>> start Source
TAO AND THE APERSPECTIVAL WORLD
For Cultural Studies Conference
1990
At University of Oklahoma
Eiichi Shimomisse
California State University
Dominguez Hills
Carson CA 90747
Tel.213-516-3328
1. The Mutative Stage of the Western World
The world, the Western World in particular, has been in an elusive transition today. Not Heraclitean "panta rhee" (all in flux), but the stability of the world order has long been totally lost and the well established hierarchy of traditional values has been radically challenged and now generally denied. Instead, therefore, relativism in the form of egoistic individualism is rampant.
Erupted, too, is, so it seems, the philosophical horizon in which we understand the meaning of being or, if you prefer, you may call it the paradigm of the cosmic structure.
The world appears chaotic and totally meaningless to the person of keen awareness who lives in it. In such a state the student of history may well attest that the world is in basic transformation . It is not easy, however, to discern if the world is in another mere transitional period as before or if it is indeed in the unique, unreversible process toward the finale of Western civilization.
Conspicuously visible are many signs of utter directionlessness, self destructive surges, hopelessly helpless decaying of the traditional structures and forms of life. From the Renaissance till the middle of the 19th century, all human endeavors in Western civilization such as natural sciences, visual arts, architecture, music, literature, religion and philosophy in their own genres of creativity appeared to have made linear upward moving, uninterrupted successful progress. However, today without exception, all of them have been experiencing an upheaval, a bottomless confusion and a radical metamorphosis.
At the same time the attentive student of cultural studies cannot help but witness everywhere many clear indications of the rising tide of the new world and its "order"(This "order" appears as a chaos from the perspectival point of view, which shall be discussed later). We attest it in the new open, nonnrigid, integrating philosophical visions, in the radically different principles from those of19th century which underlie the current "Kunstwollen" in visual arts and architecture, in the no longer avant garde or experimental systems of music making, in the new thrusts into reality in poetry and literature, in innumerable revolutionary transmutations in the sciences and technologies.
Together with Hegel, Spengler, Croce and Toymbee, Jean Gebser is definitely one of the greatest scholars of historical studies of culture in Western civilization (although the four other than Hegel claimed that it be possible to have without bias a total vision of the world history and to write it with a consistent principle ).
>> end Source
>> start Listed entries
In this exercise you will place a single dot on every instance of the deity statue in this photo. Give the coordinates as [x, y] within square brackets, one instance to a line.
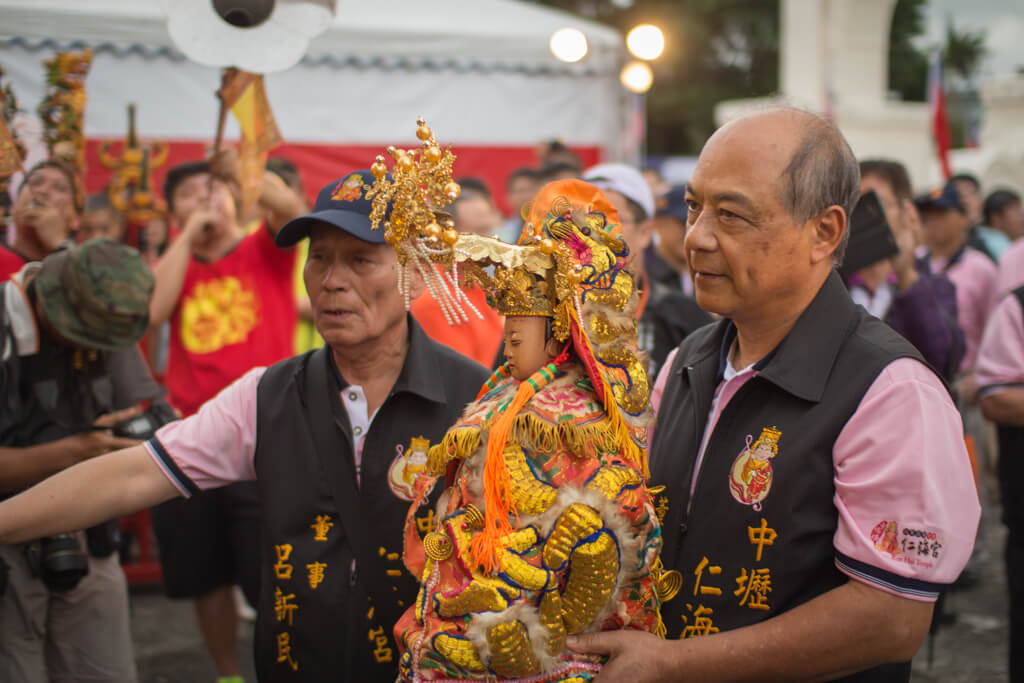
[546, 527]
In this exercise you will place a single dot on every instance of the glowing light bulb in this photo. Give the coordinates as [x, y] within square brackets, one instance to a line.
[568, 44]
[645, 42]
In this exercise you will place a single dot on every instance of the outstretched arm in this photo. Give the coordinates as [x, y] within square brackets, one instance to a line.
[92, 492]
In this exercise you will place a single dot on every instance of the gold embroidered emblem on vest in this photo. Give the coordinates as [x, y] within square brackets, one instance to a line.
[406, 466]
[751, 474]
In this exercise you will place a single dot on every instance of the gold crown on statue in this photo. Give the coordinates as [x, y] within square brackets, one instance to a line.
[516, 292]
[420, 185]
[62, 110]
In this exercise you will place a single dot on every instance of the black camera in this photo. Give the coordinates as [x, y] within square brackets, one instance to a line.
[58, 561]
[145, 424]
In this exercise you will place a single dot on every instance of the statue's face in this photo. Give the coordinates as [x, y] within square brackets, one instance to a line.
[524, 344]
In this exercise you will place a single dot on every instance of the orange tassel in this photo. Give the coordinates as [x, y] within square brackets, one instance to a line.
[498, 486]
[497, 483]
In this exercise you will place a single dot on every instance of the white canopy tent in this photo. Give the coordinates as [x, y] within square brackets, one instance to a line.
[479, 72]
>> end Listed entries
>> start Listed entries
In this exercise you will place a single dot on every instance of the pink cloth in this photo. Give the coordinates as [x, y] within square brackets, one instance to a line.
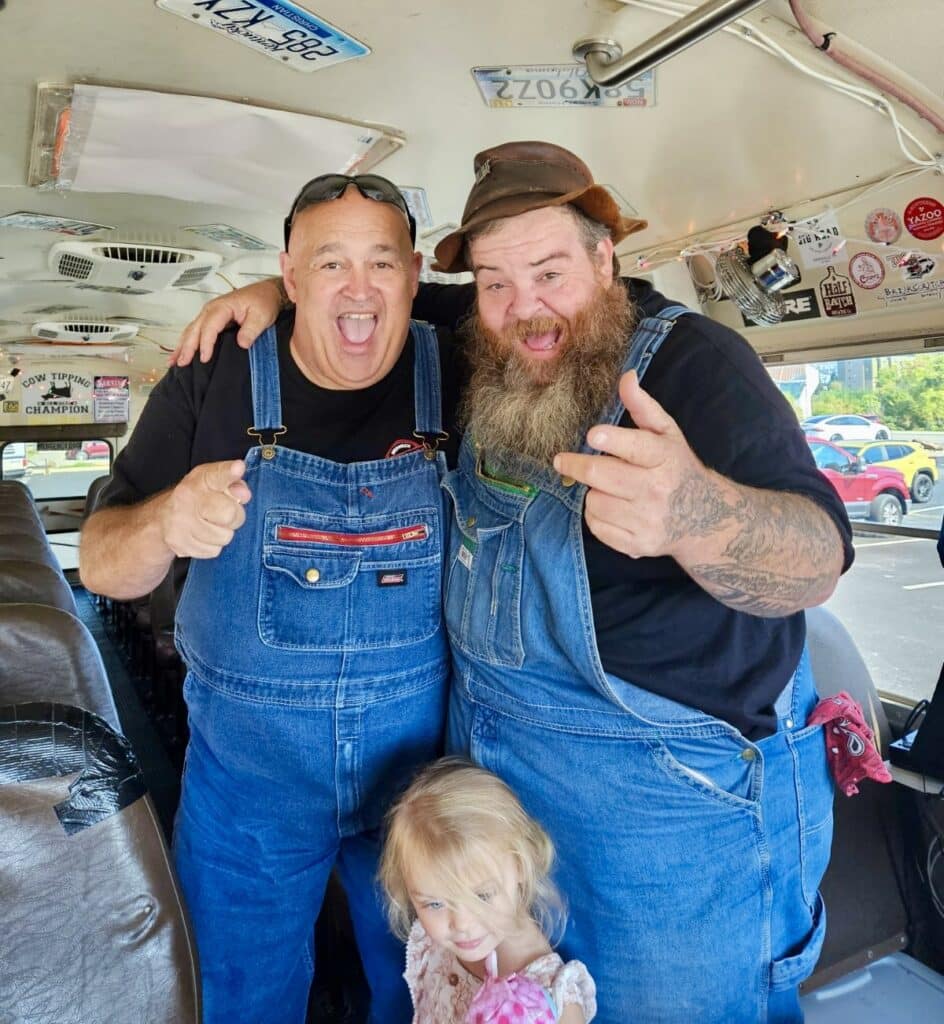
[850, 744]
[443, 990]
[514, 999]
>> end Listed entries
* **Exercise tasks**
1. Reproduce, word for word, the part of the essay on the aperspectival world that opens with the words containing "TAO AND THE" and closes with "the cosmic structure.".
2. Condense the paragraph of the essay on the aperspectival world beginning "Conspicuously visible are many signs" into a shorter version that keeps its main facts.
The lines above have no connection to the essay on the aperspectival world.

* **Answers for the exercise**
1.
TAO AND THE APERSPECTIVAL WORLD
For Cultural Studies Conference
1990
At University of Oklahoma
Eiichi Shimomisse
California State University
Dominguez Hills
Carson CA 90747
Tel.213-516-3328
1. The Mutative Stage of the Western World
The world, the Western World in particular, has been in an elusive transition today. Not Heraclitean "panta rhee" (all in flux), but the stability of the world order has long been totally lost and the well established hierarchy of traditional values has been radically challenged and now generally denied. Instead, therefore, relativism in the form of egoistic individualism is rampant.
Erupted, too, is, so it seems, the philosophical horizon in which we understand the meaning of being or, if you prefer, you may call it the paradigm of the cosmic structure.

2. Western civilization shows clear signs of directionlessness, self-destructive surges, and the decay of traditional structures and forms of life. From the Renaissance until the mid-19th century, natural sciences, visual arts, architecture, music, literature, religion and philosophy all seemed to make steady, uninterrupted upward progress. Today every one of them is undergoing upheaval, bottomless confusion and radical metamorphosis.